## Tarefa proposta 1:
Responda às perguntas com base no relato sobre Paulo:
(a) Por quanto tempo foi permitido ficar com Paulo na cama?
(b) Em que ponto da avenida Faria Lima Paulo desceu da bike?
(c) Quem prestou os primeiros socorros a Paulo?
## Tarefa proposta 2:
Dê continuidade ao relato sobre Paulo a partir do ponto em que ele para.

## Texto dado:
━━━━━━

Não foi fácil vê-lo na cama agitado – apesar de estar em coma induzido –, repleto de tubos e com o rosto deformado como se estivesse sentindo muita dor. E o pior, não pude ficar mais do que cinco minutos com ele.

Enquanto esperava, impotente, do lado de fora da emergência, como por milagre os mesmos bombeiros que haviam resgatado Paulo pela manhã estavam de volta ao hospital, e uma enfermeira indicou para eles quem eu era. Foi então, com o relato deles, mais o relatório da Policia Militar, que consegui reconstruir o que teria acontecido naquela manhã. Por volta das 10h15, meu marido desceu da bike no canteiro central da movimentada avenida Faria Lima passando mal, e perdeu a consciência. Um motoboy que passava no momento prestou os primeiros socorros e o reanimou com massagem cardíaca.

━━━━━━

## Itens fornecidos:
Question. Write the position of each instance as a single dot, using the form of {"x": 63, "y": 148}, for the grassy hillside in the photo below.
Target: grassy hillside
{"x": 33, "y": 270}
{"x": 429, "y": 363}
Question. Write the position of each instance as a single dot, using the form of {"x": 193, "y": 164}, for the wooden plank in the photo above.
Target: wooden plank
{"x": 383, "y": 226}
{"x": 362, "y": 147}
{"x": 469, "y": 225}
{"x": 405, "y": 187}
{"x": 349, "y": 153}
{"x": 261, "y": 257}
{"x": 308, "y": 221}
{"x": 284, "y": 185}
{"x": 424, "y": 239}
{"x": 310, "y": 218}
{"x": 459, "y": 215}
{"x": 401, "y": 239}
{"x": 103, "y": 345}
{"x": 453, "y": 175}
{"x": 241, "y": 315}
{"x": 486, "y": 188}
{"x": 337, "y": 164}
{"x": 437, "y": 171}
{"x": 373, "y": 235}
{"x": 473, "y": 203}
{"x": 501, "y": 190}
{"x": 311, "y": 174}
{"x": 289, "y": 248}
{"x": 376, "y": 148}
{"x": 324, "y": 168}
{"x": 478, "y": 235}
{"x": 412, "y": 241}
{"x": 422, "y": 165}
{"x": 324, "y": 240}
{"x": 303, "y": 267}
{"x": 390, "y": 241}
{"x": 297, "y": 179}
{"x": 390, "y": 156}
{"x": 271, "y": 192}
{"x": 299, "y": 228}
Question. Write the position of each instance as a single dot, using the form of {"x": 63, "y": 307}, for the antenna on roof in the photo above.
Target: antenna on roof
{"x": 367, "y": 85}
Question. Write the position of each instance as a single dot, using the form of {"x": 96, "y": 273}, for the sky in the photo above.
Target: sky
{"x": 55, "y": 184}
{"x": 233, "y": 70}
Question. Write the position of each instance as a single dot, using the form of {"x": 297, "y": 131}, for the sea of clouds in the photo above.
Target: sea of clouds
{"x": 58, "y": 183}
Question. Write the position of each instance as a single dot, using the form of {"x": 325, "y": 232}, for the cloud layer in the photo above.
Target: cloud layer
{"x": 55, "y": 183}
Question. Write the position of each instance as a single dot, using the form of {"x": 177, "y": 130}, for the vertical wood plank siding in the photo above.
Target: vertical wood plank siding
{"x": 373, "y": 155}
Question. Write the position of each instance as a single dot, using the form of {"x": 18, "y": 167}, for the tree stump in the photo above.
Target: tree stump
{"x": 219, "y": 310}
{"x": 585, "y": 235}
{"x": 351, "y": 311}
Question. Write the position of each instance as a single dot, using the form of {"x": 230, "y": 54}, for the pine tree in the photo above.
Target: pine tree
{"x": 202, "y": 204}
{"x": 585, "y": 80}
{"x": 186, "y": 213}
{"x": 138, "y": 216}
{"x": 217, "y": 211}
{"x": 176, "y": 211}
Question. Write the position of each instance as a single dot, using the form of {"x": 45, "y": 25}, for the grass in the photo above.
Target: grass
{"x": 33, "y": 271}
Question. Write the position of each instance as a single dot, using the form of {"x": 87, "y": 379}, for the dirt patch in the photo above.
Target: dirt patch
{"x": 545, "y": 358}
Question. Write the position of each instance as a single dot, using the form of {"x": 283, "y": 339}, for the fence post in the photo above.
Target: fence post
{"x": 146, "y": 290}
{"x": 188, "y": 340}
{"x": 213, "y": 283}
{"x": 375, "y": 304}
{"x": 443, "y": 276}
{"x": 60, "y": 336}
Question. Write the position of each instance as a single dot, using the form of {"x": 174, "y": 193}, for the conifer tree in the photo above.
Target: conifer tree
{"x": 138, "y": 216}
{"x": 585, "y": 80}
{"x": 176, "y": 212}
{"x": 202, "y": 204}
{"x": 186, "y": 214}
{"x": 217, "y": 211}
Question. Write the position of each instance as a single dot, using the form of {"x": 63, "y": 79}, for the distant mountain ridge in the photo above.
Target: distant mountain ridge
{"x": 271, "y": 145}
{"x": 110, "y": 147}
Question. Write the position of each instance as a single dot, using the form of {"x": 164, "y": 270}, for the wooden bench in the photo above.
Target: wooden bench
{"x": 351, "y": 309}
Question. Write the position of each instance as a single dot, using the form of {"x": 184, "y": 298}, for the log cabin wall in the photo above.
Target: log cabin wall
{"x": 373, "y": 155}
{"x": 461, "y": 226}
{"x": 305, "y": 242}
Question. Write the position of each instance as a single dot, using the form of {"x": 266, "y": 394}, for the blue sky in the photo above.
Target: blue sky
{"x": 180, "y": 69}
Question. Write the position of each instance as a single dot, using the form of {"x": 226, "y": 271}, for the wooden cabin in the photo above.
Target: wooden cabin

━━━━━━

## Espaço de resposta 1:
(a) Não mais do que cinco minutos.
(b) No canteiro central.
(c) Um motoboy que passava no momento, que o reanimou com massagem cardíaca.

## Espaço de resposta 2:
Policiais que faziam a ronda por perto foram rápidos, chamando ambulância e isolando a área para evitar aglomeração. Não sei como, surgiu uma máscara de oxigênio e, logo depois, o Corpo de Bombeiros chegou para leva-lo ao hospital, onde ele deu entrada às 10h45. Comigo, o bombeiro deixou o telefone da moça que se prontificou a guardar a bicicleta e que, depois, confirmou a história.

Logo depois, Lucília enviou seu secretário particular para me auxiliar e pediu ao cardiologista Roberto Kalil Filho que acompanhasse o caso. De madrugada, Paulo foi transferido para a unidade de terapia intensiva, onde os especialistas, ainda sem um diagnóstico preciso, baseavam-se na dilatação comedida das pupilas como um sinal de esperança, enquanto realizavam os primeiros testes em busca de algum descompasso do coração. O estilo de vida do meu marido ao mesmo tempo que dava força ao corpo para reagir era motivo de preocupação. Há quase dez anos, adotara a corrida como esporte e havia se habituado a participar de pelo menos duas maratonas internacionais por ano. Ele estava, justamente, preparando-se para a próxima, em outubro, em Portland, nos Estados Unidos. O treino incluía, além de pedaladas, corridas diárias de 10 quilômetros e natação, com o suporte de uma alimentação saudável; seu último check-up, há pouco mais de um ano, indicava que tudo ia bem.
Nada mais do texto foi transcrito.